**Prompt**
Find every line in the entries below that contains the string "wooden" and copy each of those lines. Matching is case-sensitive.

**Recorded data**

++++++++

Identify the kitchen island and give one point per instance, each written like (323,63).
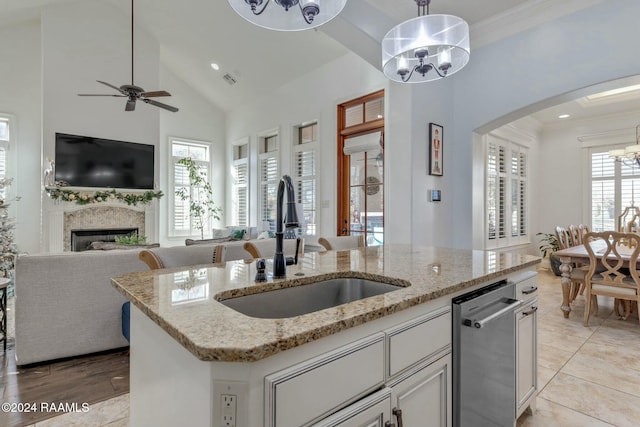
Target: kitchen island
(195,361)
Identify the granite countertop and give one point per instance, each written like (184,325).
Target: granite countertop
(185,301)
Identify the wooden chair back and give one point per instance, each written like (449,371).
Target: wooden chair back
(613,270)
(266,248)
(564,239)
(338,243)
(574,235)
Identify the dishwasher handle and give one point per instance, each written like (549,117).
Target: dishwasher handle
(512,304)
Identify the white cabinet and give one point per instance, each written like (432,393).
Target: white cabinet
(372,411)
(423,398)
(406,366)
(526,355)
(314,388)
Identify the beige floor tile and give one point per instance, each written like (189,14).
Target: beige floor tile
(544,376)
(552,357)
(99,414)
(595,400)
(605,366)
(550,414)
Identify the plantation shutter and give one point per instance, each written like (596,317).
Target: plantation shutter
(305,171)
(181,219)
(4,147)
(268,190)
(506,193)
(241,203)
(182,222)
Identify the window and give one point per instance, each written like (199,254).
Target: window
(506,193)
(181,222)
(240,171)
(613,187)
(269,179)
(5,138)
(304,176)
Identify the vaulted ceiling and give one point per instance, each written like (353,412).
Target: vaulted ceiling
(192,34)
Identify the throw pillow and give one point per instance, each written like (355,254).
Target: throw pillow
(238,233)
(220,233)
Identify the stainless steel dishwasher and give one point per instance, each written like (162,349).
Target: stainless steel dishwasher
(484,357)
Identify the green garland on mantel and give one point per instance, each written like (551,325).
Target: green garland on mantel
(80,198)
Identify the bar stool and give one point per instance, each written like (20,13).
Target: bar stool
(4,283)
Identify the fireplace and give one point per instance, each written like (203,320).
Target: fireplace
(81,239)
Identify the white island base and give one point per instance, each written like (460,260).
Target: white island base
(353,378)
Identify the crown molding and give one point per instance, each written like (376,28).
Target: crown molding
(610,137)
(524,17)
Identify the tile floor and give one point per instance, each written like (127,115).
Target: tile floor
(587,377)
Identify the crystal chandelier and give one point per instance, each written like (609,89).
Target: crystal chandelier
(629,156)
(425,48)
(312,13)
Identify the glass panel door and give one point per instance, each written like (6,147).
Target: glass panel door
(366,206)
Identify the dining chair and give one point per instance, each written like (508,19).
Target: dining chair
(563,237)
(337,243)
(616,255)
(577,271)
(575,235)
(266,248)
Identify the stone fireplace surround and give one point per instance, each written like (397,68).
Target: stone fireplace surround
(63,217)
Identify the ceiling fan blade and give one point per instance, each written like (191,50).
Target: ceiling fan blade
(111,86)
(131,105)
(99,94)
(155,93)
(161,105)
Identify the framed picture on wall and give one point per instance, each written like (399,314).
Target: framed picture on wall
(436,144)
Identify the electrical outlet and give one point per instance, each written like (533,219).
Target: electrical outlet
(231,403)
(229,410)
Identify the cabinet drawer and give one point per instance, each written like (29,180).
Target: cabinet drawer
(308,391)
(528,288)
(413,341)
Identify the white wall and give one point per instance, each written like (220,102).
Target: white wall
(568,54)
(315,96)
(564,173)
(197,120)
(50,60)
(21,88)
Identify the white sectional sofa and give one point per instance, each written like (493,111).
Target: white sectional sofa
(65,303)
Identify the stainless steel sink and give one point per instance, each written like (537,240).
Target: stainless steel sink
(304,299)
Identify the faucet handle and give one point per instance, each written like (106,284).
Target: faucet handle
(261,266)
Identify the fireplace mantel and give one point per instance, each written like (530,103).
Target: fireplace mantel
(61,217)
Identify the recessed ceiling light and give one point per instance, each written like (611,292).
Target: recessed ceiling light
(613,92)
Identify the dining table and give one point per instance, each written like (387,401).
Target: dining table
(571,256)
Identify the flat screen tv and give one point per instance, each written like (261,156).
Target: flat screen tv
(83,161)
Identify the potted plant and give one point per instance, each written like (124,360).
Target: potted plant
(548,246)
(199,195)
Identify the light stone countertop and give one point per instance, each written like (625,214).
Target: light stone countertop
(189,311)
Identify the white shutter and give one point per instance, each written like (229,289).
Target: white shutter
(182,223)
(506,193)
(268,189)
(305,177)
(240,193)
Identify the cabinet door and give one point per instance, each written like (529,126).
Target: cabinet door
(372,411)
(526,354)
(424,397)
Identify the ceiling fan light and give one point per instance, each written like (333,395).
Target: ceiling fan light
(445,38)
(281,15)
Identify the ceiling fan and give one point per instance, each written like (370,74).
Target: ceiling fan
(133,92)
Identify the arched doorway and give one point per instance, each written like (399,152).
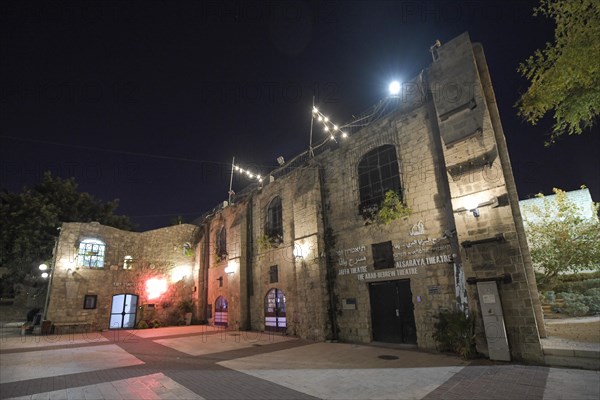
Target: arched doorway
(123,311)
(275,320)
(221,311)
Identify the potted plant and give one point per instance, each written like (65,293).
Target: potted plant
(186,307)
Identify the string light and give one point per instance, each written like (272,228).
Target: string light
(328,126)
(248,173)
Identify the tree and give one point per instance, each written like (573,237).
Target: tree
(561,239)
(30,220)
(565,75)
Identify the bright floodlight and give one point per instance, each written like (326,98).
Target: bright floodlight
(394,88)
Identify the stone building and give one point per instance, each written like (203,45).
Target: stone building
(316,261)
(107,278)
(366,238)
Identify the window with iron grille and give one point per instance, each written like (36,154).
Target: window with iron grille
(222,243)
(91,253)
(89,301)
(383,255)
(274,223)
(378,173)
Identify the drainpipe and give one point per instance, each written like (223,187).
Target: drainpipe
(205,260)
(249,257)
(329,268)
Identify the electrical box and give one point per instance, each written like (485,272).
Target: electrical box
(493,321)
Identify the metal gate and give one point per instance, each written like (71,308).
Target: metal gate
(221,311)
(392,312)
(275,320)
(123,311)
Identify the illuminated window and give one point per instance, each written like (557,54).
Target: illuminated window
(91,253)
(383,255)
(89,301)
(274,225)
(221,241)
(273,274)
(378,173)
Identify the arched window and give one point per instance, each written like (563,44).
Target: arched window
(91,253)
(378,173)
(274,225)
(221,240)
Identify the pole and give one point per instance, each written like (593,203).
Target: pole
(312,120)
(231,179)
(50,278)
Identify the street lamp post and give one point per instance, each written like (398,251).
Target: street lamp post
(46,273)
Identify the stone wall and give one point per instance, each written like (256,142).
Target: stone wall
(301,270)
(227,272)
(162,253)
(480,177)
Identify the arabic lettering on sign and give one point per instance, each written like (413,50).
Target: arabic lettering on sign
(353,270)
(369,276)
(352,250)
(351,263)
(417,229)
(444,258)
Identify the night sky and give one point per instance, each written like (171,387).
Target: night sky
(149,101)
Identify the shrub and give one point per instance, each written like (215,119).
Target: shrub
(592,300)
(142,325)
(578,286)
(455,332)
(550,296)
(575,304)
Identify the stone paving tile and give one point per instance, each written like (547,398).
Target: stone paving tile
(143,387)
(47,363)
(504,381)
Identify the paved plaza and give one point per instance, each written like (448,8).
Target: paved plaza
(201,362)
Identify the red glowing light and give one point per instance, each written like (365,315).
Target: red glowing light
(155,287)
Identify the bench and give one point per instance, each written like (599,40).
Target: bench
(71,327)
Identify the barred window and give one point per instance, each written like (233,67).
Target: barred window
(378,173)
(222,243)
(91,253)
(273,274)
(274,225)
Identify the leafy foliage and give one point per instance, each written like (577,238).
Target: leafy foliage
(455,332)
(392,208)
(565,75)
(30,220)
(560,238)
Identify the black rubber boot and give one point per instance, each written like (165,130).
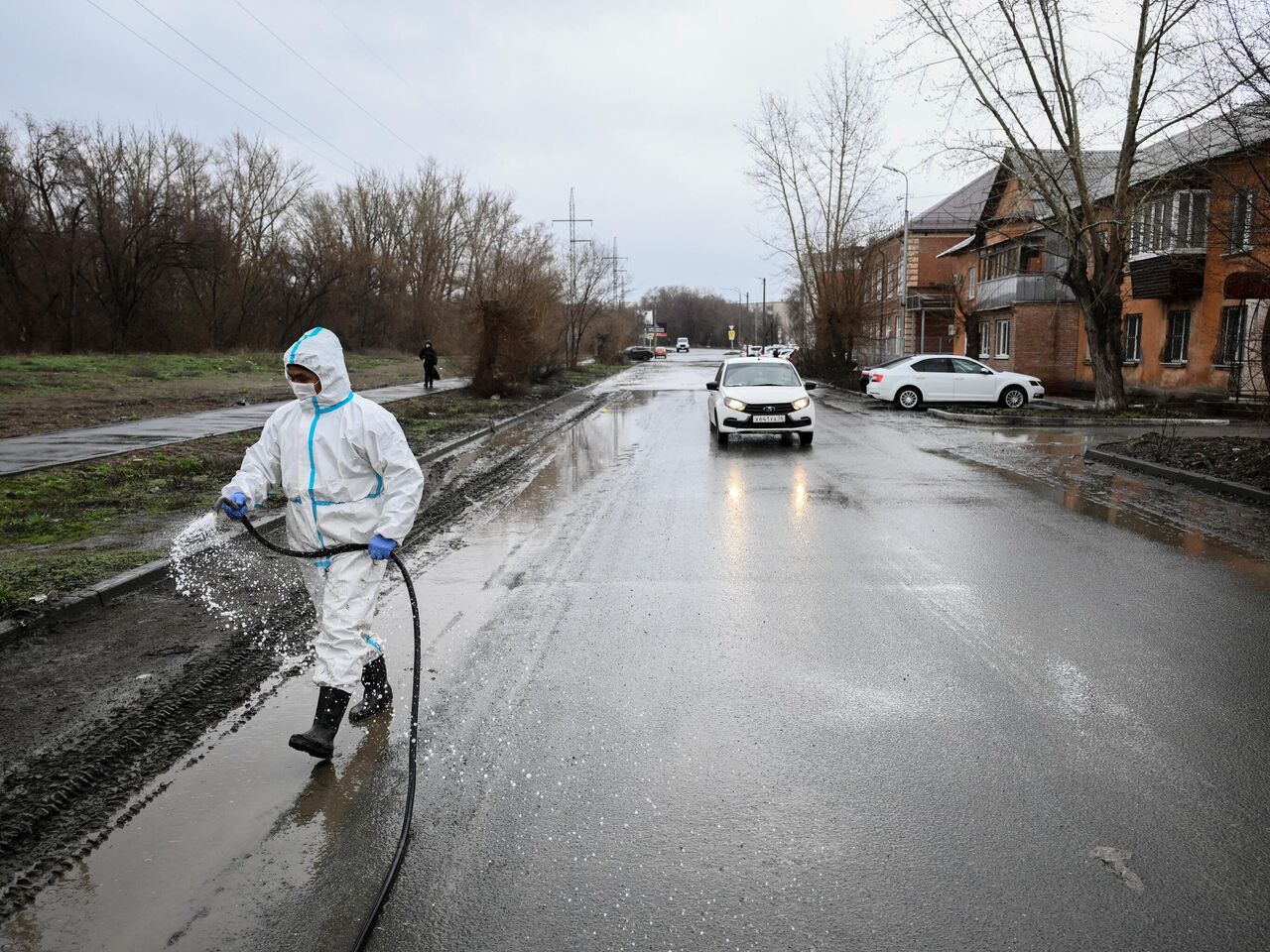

++++++++

**Finished answer**
Identify the wooden chair back and give one point per instance, each written like (449,371).
Target: wooden chair back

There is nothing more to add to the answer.